> **WHAT YOU WILL DO**:
Having located "spire in the picture above?" in the records below, repeat exactly the line it is on and all subsequent lines, ending with the last.

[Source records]
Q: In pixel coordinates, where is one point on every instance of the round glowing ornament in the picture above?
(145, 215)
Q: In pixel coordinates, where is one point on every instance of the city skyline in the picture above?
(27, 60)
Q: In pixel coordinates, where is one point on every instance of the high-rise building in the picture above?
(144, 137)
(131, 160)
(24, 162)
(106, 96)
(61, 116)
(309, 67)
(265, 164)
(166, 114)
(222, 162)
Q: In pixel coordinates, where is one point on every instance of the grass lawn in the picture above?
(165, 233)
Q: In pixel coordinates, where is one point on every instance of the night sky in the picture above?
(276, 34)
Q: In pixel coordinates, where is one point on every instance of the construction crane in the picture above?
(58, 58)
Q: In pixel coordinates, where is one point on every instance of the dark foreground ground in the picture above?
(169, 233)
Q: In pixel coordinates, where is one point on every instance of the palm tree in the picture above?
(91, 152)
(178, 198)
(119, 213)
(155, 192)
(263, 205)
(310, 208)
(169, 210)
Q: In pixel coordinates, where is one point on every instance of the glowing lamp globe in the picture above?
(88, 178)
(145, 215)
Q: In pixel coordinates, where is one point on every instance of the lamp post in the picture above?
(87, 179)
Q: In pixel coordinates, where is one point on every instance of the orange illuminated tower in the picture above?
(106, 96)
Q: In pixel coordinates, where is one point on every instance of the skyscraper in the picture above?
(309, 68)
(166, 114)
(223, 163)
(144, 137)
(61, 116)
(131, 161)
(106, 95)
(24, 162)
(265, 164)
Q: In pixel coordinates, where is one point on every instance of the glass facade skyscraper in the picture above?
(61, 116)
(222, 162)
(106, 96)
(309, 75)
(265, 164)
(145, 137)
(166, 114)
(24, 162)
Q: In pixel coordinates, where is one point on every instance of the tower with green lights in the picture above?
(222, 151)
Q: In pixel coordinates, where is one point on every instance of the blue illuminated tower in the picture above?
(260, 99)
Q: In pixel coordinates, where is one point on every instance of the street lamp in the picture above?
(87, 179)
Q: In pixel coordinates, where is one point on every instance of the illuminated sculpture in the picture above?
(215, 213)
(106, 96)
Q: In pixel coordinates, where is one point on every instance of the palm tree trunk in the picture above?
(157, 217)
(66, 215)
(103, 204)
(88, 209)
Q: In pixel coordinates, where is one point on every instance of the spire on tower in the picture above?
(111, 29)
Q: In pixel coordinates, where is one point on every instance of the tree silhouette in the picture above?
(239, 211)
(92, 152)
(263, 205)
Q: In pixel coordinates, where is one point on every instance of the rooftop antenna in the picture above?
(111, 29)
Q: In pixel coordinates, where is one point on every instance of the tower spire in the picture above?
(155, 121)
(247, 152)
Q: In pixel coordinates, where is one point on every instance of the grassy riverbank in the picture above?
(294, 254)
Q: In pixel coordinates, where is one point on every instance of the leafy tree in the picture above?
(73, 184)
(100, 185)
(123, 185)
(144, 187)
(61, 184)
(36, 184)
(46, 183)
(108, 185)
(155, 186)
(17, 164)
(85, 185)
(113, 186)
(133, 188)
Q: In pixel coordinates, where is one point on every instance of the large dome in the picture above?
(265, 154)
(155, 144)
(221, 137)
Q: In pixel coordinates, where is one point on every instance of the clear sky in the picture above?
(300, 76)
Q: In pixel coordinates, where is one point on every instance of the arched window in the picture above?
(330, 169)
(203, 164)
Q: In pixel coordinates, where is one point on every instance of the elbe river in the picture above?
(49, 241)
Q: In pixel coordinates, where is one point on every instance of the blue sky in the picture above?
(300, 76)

> **REPLY TO THE EXERCISE**:
Q: In pixel coordinates, where is one point on every instance of the tower spire in the picture above?
(155, 121)
(247, 152)
Q: In pixel coordinates, where is one point on every instance of the grassy riverbank in the picture above?
(294, 254)
Q: In pixel coordinates, where is one point on every instance of the leafy tree in the picture above?
(73, 184)
(100, 185)
(123, 185)
(144, 187)
(61, 184)
(36, 184)
(46, 183)
(108, 185)
(155, 186)
(17, 164)
(85, 185)
(113, 186)
(133, 188)
Q: In pixel coordinates, where is one point on every instance of the large dome in the picture above?
(265, 154)
(155, 144)
(221, 137)
Q: In pixel coordinates, where is one point on every instance of the clear sky in the picture above?
(300, 76)
Q: In pixel coordinates, where is one point on every instance of the arched window in the picture above?
(330, 169)
(203, 164)
Q: In pixel coordinates, where is one point on every instance of the elbe river in the picture above?
(49, 241)
Q: In pixel coordinates, where is one point on every instance of the blue sky in the picture above?
(300, 76)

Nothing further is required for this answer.